### EXERCISE
Switch "drop a marker" to "place a pin" everywhere in the records below and give all the lines back with nothing else changed. Leave the pictures out.

### EXERCISE DATA
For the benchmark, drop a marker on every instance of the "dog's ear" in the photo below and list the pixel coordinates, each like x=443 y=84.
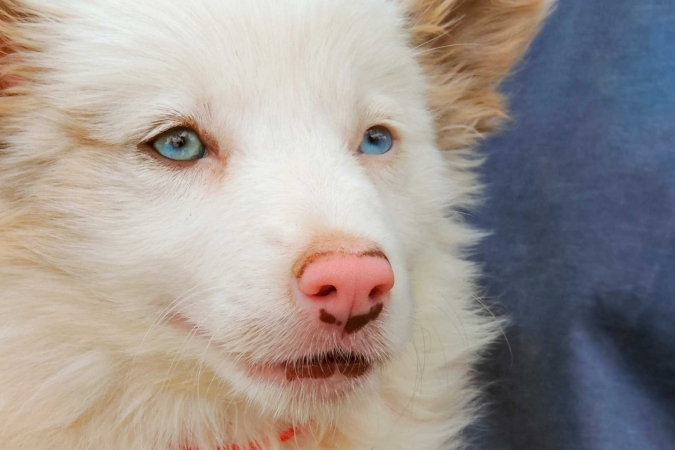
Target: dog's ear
x=467 y=47
x=14 y=45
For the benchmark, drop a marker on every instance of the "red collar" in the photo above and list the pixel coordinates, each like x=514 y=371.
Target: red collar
x=283 y=437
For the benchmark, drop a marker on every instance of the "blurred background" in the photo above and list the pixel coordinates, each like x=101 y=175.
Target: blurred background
x=581 y=203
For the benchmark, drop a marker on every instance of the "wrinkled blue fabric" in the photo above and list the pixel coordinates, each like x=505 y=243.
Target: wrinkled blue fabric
x=581 y=204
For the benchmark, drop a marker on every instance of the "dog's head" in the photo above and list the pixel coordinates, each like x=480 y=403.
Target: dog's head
x=243 y=188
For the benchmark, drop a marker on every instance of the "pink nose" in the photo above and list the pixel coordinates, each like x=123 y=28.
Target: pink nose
x=345 y=290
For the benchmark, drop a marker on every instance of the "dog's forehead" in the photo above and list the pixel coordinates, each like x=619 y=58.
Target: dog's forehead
x=155 y=55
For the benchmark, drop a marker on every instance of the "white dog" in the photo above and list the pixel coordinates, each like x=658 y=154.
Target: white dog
x=234 y=224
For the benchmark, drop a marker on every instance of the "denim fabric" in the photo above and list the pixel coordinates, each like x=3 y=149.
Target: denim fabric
x=581 y=203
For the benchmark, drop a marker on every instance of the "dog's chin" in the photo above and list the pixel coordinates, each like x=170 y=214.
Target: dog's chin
x=305 y=384
x=278 y=391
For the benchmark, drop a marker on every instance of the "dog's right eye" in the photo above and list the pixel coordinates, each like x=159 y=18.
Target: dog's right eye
x=180 y=144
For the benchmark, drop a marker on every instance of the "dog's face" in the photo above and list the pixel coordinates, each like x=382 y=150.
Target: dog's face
x=192 y=164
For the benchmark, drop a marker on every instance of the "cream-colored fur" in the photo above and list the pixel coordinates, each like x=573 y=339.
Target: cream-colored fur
x=101 y=242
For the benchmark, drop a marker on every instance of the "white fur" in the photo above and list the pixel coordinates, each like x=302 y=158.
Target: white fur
x=102 y=243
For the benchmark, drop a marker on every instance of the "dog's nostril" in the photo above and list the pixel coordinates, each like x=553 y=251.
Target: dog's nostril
x=326 y=290
x=376 y=293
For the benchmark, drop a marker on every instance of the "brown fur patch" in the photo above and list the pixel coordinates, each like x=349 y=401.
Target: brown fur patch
x=467 y=47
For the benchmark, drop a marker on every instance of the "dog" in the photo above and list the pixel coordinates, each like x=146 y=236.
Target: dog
x=238 y=224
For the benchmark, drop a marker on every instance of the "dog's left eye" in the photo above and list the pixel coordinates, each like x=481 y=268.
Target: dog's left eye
x=180 y=144
x=376 y=141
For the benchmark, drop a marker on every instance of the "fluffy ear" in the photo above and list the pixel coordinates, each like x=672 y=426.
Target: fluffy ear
x=467 y=47
x=14 y=45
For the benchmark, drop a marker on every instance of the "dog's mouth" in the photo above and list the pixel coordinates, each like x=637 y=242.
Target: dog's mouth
x=350 y=365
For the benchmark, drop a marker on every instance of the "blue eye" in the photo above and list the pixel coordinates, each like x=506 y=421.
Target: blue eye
x=180 y=144
x=376 y=141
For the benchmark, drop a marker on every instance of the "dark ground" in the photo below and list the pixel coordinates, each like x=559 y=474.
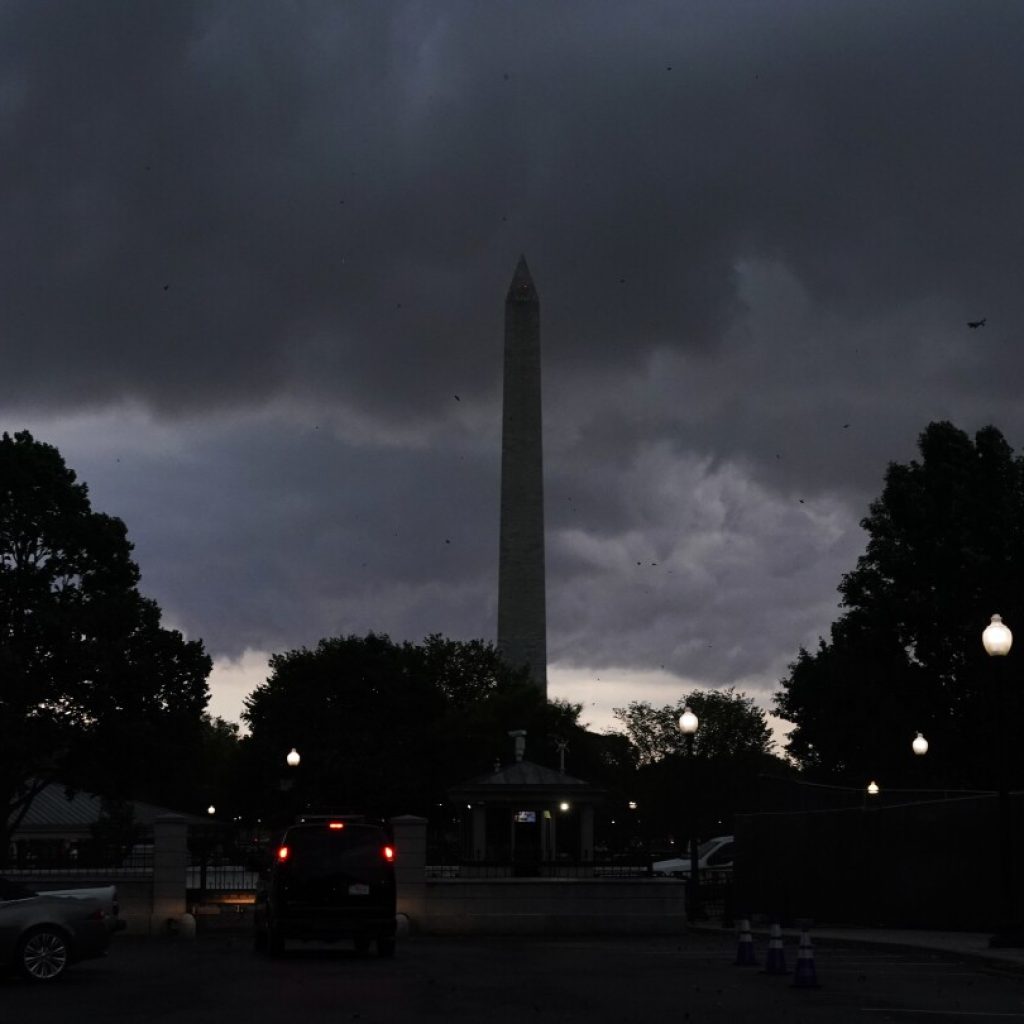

### EXERCISE RESPONSE
For the benchmark, place a pin on every instance of the "dog's ear" in the photo below and list the pixel coordinates, each like x=443 y=84.
Target: dog's ear
x=467 y=47
x=14 y=45
For the benchmark, place a pin on every instance of the "red collar" in the photo above and list the pixel coordinates, each like x=514 y=371.
Target: red collar
x=283 y=437
For the benchmark, place a pin on every instance of the "blurred background" in the photo above and list the pixel coordinates, each like x=101 y=175.
Target: blurred background
x=581 y=203
For the benchmark, place a pin on every instance of the "wrinkled blue fabric" in the photo above and list the pixel coordinates, each like x=505 y=243.
Target: wrinkled blue fabric
x=581 y=204
For the benchmark, place a pin on every instance of the "dog's head" in the photo above and list the pixel coordinates, each like x=480 y=403.
Target: dog's head
x=243 y=188
For the benchmark, place a pin on every instance of the "pink nose" in the photo above and list the pixel coordinates, each like x=123 y=28.
Target: pink nose
x=345 y=290
For the benchmark, place a pin on every instance of the "dog's forehead" in the photo above and list the pixel coordinates, each like x=619 y=58.
Target: dog's forehead
x=155 y=55
For the benchmark, place a pin on every instance of the "white dog" in the photo above and list the pixel coordinates, each like x=658 y=154.
Target: white dog
x=234 y=224
For the benchmark, place a pin on every instance of the "denim fabric" in the photo above and list the pixel coordinates, each like x=3 y=149.
Target: denim fabric
x=581 y=203
For the benchmark, place a pin on every instance of the "dog's chin" in the photo above and list the pixel coordinates, each like x=170 y=214.
Target: dog's chin
x=305 y=384
x=278 y=391
For the benchmark, place a pin on every instance of the "dog's right eye" in the photo above and list the pixel coordinates, each like x=159 y=18.
Target: dog's right eye
x=180 y=144
For the benchmark, place a pin on every instance of the "dog's face" in the photo above and list the pixel coordinates, each like x=382 y=150.
Target: dog's face
x=192 y=164
For the benchmark, place a pin on every instance of the "cream-colored fur" in the photo above and list the pixel coordinates, each like x=573 y=339.
Target: cream-colored fur
x=101 y=242
For the benchmark, place a pin on every instance of the "white fur" in the photo above and list the pixel coordinates, each like x=302 y=158.
Target: white fur
x=102 y=243
For the benchmark, place a pin on every instance of the "dog's nostril" in the photo above and list the pixel coordinates, each like x=553 y=251.
Target: dog's nostril
x=326 y=290
x=376 y=293
For the benchmark, place a pin on every instance of the "brown fur patch" in the photo above and list the pixel coordinates, each like x=349 y=401.
Target: brown fur patch
x=467 y=47
For the benchmark, place a pin on every instance of the "dog" in the photo above and list the pixel coordinates, each like x=146 y=236.
Target: dog
x=238 y=224
For the benchmark, place a pin on every instance of the "dog's left eye" in the photo above and list the pixel coordinates, each like x=481 y=268.
Target: dog's left eye
x=180 y=144
x=376 y=141
For the benchmark, place a pin on every instance of the "fluffy ear" in the photo above and list the pixel coordinates, each like x=672 y=426.
Target: fluffy ear
x=467 y=47
x=14 y=45
For the benchmark, place a pin on every instance of the "dog's mouth" in the photo above and list the pixel coordinates, each like x=637 y=242.
Target: dog's mouth
x=350 y=365
For the benchmark, place a pin on every instance of the "blue eye" in the photo above and list the pixel coordinates, each like x=506 y=421.
Target: blue eye
x=180 y=144
x=376 y=141
For the benchmark, place a pin on every instance of the "dark ground" in the photo below and list the pixel coordinates, each like x=559 y=474.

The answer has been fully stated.